* What the task requires
Convert the data below into a JSON list of strings, with one string for each line and no blank lines. Leave the pictures out of your answer.

Position annotation data:

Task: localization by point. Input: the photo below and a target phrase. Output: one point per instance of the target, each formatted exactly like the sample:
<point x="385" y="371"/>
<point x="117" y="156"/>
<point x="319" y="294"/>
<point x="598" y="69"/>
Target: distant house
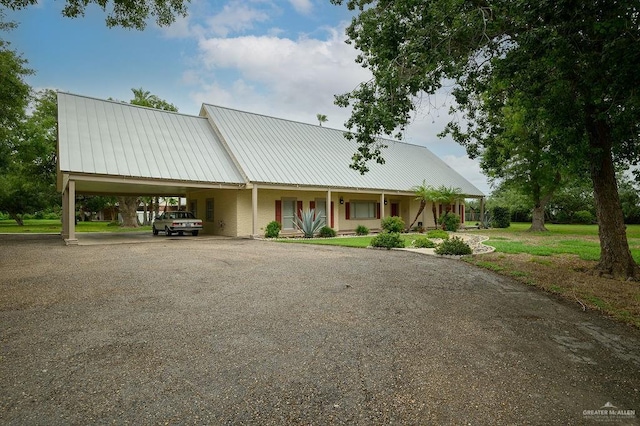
<point x="238" y="170"/>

* Worked answer
[
  "Task: localization by point. Input: the photo below and a target phrase. Output: one point per instance of the target, each formatted exactly like the sample:",
  "<point x=\"385\" y=\"371\"/>",
  "<point x=\"117\" y=\"156\"/>",
  "<point x=\"319\" y=\"294\"/>",
  "<point x=\"598\" y=\"69\"/>",
  "Target: distant house",
  "<point x=\"238\" y=\"170\"/>"
]